## Exercise aim
Reproduce all the items below, substituting "place one marker" for every occurrence of "drop a single point" and keeping every other word and point unchanged. Omit the pictures from your output.

Labeled-object pointing entries
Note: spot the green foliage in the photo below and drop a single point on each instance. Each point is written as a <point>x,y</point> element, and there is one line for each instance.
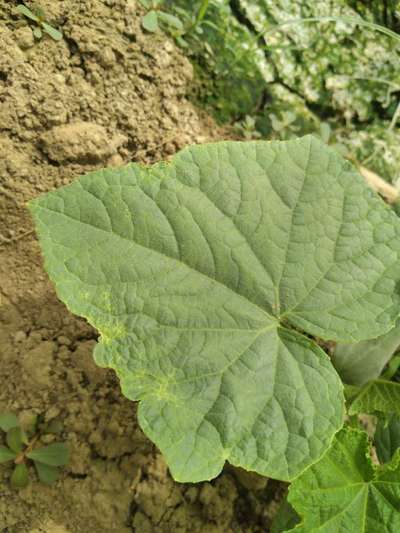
<point>285,518</point>
<point>265,59</point>
<point>42,26</point>
<point>156,18</point>
<point>8,421</point>
<point>20,449</point>
<point>387,437</point>
<point>361,362</point>
<point>345,491</point>
<point>380,396</point>
<point>199,274</point>
<point>56,454</point>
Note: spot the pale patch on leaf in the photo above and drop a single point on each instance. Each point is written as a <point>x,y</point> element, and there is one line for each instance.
<point>208,262</point>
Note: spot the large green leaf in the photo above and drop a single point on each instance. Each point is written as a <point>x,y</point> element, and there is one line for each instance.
<point>345,492</point>
<point>364,361</point>
<point>195,271</point>
<point>387,437</point>
<point>377,396</point>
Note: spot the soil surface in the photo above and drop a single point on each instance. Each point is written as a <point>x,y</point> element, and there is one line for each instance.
<point>105,95</point>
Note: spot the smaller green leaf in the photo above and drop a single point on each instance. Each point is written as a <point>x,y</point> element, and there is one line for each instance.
<point>380,396</point>
<point>387,437</point>
<point>54,34</point>
<point>23,10</point>
<point>360,362</point>
<point>170,20</point>
<point>15,439</point>
<point>47,474</point>
<point>6,454</point>
<point>37,32</point>
<point>8,421</point>
<point>392,367</point>
<point>345,492</point>
<point>56,454</point>
<point>20,477</point>
<point>150,22</point>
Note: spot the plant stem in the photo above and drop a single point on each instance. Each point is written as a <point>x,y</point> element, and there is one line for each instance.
<point>201,13</point>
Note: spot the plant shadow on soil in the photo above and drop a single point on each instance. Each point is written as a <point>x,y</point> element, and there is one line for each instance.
<point>105,95</point>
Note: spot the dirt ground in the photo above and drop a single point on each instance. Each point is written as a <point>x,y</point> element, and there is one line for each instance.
<point>104,95</point>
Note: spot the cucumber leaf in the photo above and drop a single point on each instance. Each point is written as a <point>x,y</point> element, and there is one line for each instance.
<point>379,396</point>
<point>387,437</point>
<point>20,477</point>
<point>6,454</point>
<point>150,21</point>
<point>344,491</point>
<point>364,361</point>
<point>198,274</point>
<point>285,518</point>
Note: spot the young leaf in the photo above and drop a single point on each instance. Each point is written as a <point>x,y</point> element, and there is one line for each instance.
<point>6,454</point>
<point>364,361</point>
<point>8,421</point>
<point>37,32</point>
<point>56,454</point>
<point>377,396</point>
<point>15,439</point>
<point>285,518</point>
<point>54,34</point>
<point>344,491</point>
<point>387,437</point>
<point>20,477</point>
<point>170,20</point>
<point>23,10</point>
<point>47,474</point>
<point>150,21</point>
<point>196,273</point>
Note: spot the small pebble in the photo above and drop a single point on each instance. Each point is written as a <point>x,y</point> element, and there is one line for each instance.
<point>63,340</point>
<point>20,336</point>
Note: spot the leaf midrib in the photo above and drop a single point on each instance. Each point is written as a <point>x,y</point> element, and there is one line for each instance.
<point>157,252</point>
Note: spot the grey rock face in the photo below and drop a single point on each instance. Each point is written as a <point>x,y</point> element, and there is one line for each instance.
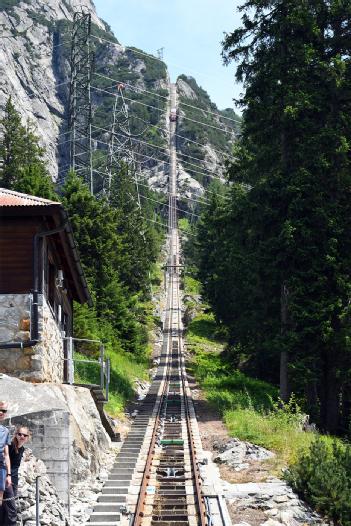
<point>51,509</point>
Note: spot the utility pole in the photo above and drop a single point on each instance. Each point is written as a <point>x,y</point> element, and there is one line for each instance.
<point>80,112</point>
<point>160,53</point>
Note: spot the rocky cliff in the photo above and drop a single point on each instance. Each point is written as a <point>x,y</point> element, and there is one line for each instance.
<point>34,70</point>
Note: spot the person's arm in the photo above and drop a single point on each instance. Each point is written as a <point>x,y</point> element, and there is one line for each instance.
<point>8,466</point>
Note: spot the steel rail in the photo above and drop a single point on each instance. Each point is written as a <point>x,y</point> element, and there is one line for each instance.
<point>150,456</point>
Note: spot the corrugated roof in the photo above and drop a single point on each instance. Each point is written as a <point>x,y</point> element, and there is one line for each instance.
<point>11,198</point>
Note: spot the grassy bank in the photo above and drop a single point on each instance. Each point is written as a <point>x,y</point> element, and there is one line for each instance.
<point>126,368</point>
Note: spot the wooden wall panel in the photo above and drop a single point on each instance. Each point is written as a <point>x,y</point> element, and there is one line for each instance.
<point>16,254</point>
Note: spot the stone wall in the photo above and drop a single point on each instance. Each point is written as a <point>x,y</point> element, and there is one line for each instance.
<point>67,434</point>
<point>41,363</point>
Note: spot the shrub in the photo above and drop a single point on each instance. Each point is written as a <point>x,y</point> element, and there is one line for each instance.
<point>322,477</point>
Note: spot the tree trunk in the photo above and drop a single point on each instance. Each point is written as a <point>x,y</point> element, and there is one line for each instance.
<point>284,386</point>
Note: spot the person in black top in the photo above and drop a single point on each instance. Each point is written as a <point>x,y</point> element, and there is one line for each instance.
<point>16,450</point>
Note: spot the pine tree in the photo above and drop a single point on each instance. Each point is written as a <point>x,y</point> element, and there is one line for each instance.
<point>23,168</point>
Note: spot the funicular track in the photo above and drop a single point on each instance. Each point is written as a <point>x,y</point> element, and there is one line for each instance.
<point>156,480</point>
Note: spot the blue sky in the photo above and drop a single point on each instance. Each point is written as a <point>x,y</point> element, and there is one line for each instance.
<point>189,30</point>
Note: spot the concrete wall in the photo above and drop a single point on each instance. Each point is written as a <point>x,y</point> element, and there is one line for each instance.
<point>51,443</point>
<point>44,361</point>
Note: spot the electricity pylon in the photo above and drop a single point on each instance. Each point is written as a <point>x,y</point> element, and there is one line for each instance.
<point>80,113</point>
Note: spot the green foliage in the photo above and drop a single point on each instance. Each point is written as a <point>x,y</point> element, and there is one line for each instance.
<point>23,168</point>
<point>322,477</point>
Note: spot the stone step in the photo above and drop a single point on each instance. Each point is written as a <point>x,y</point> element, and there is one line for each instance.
<point>103,507</point>
<point>118,499</point>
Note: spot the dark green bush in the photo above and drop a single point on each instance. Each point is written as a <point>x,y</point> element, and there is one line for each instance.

## Solution for this problem
Note: spot the green foliage in the photo below and place one marker on each instance. Each point is written as a <point>x,y</point> element, and there is one line for each instance.
<point>285,518</point>
<point>265,59</point>
<point>42,26</point>
<point>156,18</point>
<point>8,421</point>
<point>20,449</point>
<point>387,437</point>
<point>361,362</point>
<point>345,491</point>
<point>380,396</point>
<point>199,274</point>
<point>56,454</point>
Note: spot the pale patch on leaf in the photo above and place one marker on each instance. Each point is written as a <point>x,y</point> element, and there is one line for each instance.
<point>208,262</point>
Note: spot the large green leaf in the photo above and place one marker on each instance. Each point is written as a <point>x,y</point> element, and there is one line for each instance.
<point>345,492</point>
<point>364,361</point>
<point>195,271</point>
<point>387,437</point>
<point>377,396</point>
Note: spot the soil surface in the photo above and place one marker on each instance. Each point is written as a <point>x,y</point> element, and there is one line for each instance.
<point>105,95</point>
Note: spot the smaller green leaf in the photo above and place one marker on each instance. Each point is written as a <point>x,y</point> element, and there is one line for each instance.
<point>380,396</point>
<point>387,437</point>
<point>54,34</point>
<point>23,10</point>
<point>360,362</point>
<point>170,20</point>
<point>15,439</point>
<point>47,474</point>
<point>6,454</point>
<point>37,32</point>
<point>8,421</point>
<point>392,367</point>
<point>345,492</point>
<point>56,454</point>
<point>20,477</point>
<point>150,22</point>
Note: spot the plant stem in the photo above and place one marker on each instance. Each point is written as a <point>x,y</point> element, and there is one line for each instance.
<point>201,13</point>
Note: spot the plant shadow on soil in the photo above and place one marker on each instance. Each point is written as a <point>x,y</point> element, and there is one line for each instance.
<point>105,95</point>
Note: spot the dirt ground in the photo above and place one marker on each instance. Each point is written as a <point>x,y</point> element, and there is one line for each instance.
<point>104,95</point>
Note: spot the cucumber leaf in the photo above and place one marker on each instance. Each point is written as a <point>x,y</point> element, and there is one line for each instance.
<point>379,396</point>
<point>387,437</point>
<point>20,477</point>
<point>6,454</point>
<point>150,21</point>
<point>344,491</point>
<point>364,361</point>
<point>198,274</point>
<point>285,518</point>
Note: spot the young leaf in the photo above and place one marker on each instance. Each point is written as a <point>x,y</point> element, and there is one line for each instance.
<point>6,454</point>
<point>364,361</point>
<point>8,421</point>
<point>37,32</point>
<point>56,454</point>
<point>377,396</point>
<point>15,439</point>
<point>285,518</point>
<point>54,34</point>
<point>344,491</point>
<point>387,437</point>
<point>20,477</point>
<point>170,20</point>
<point>23,10</point>
<point>47,474</point>
<point>150,21</point>
<point>196,273</point>
Note: spot the small pebble in the photo above and place one marker on each instance. Each point is written as a <point>x,y</point> element, and there is one line for each instance.
<point>63,340</point>
<point>20,336</point>
Note: spot the leaf midrib in the photo above and place one marker on each instance. Each point is written as a <point>x,y</point> element, and there is one line for each instance.
<point>157,252</point>
Note: spot the grey rock face in the photo below and place one marker on each instance. Each point is written as a <point>x,y</point> element, and there is one line for each instance.
<point>51,509</point>
Note: spot the utility pole in the photo above and place one marker on each instance. Each point is written as a <point>x,y</point> element, and there is one line for each instance.
<point>80,112</point>
<point>160,53</point>
Note: spot the rocky cliff in the photo above and place one marker on each instance. Each point is written as a <point>x,y</point> element, and there is one line for each instance.
<point>34,70</point>
Note: spot the person's arm in the photo above and place one marker on each instance. Each point is written as a <point>x,y</point> element, and there is one line for each instance.
<point>8,466</point>
Note: spot the steel rail in the photo above and place one marker on each instance. Each point is written as a <point>x,y</point> element, and there is one line for each instance.
<point>150,456</point>
Note: spot the corrugated roof in the photo above and place one marker on each instance. Each point is written as a <point>x,y</point> element, and there is one line for each instance.
<point>11,198</point>
Note: spot the grassy bank in the photo above and place one marker on each instance. Each point is written as a <point>x,y</point> element, and there is one line for each instance.
<point>126,368</point>
Note: spot the wooden wall panel in the photo above and place one marker on each instance. Each point is written as a <point>x,y</point> element, and there is one line for each instance.
<point>16,254</point>
Note: spot the stone wall in the photo above and place one marker on each instance. Each point is written as a <point>x,y</point> element, and there is one line for each instance.
<point>67,434</point>
<point>41,363</point>
Note: spot the shrub in the photo above and place one marker on each instance. Each point is written as a <point>x,y</point> element, and there is one line for each instance.
<point>322,477</point>
Note: spot the tree trunk in the photo above and place one marker on each instance. Each point is written as a <point>x,y</point> element, and there is one line for each instance.
<point>284,386</point>
Note: spot the person in black top in the photo above and place one marker on each instance. Each point is written as a <point>x,y</point> element, and there is one line for each instance.
<point>16,450</point>
Note: spot the pine tree in the photo above and place one marker on each instance. Each point is written as a <point>x,y</point> element, and there is one line for each instance.
<point>23,168</point>
Note: spot the funicular track in the photo above and place one marker on each instance. Each point is written as a <point>x,y</point> element, and there is one line for each instance.
<point>156,480</point>
Note: spot the blue sky in the photo above and place one marker on each instance. Each point is written as a <point>x,y</point> element, and there is one line for each instance.
<point>189,30</point>
Note: spot the concrete wall in the photo above and place one marker on each instance. Each point is written as a <point>x,y</point> element, and there is one line for each instance.
<point>51,443</point>
<point>44,361</point>
Note: spot the electricity pylon in the photo above and place one marker on each instance. Each point is written as a <point>x,y</point> element, and there is one line for each instance.
<point>80,113</point>
Note: spot the green foliage in the photo above and place one marker on each instance. Each point is written as a <point>x,y</point> element, and there is one line for each instance.
<point>23,168</point>
<point>322,477</point>
Note: spot the stone step in the photo above and place one marker on each instance. Each point is written as a <point>x,y</point> element, and there is one line for each instance.
<point>103,507</point>
<point>118,499</point>
Note: spot the dark green bush in the photo above and place one marker on each instance. Each point is written as a <point>x,y</point> element, and there is one line for each instance.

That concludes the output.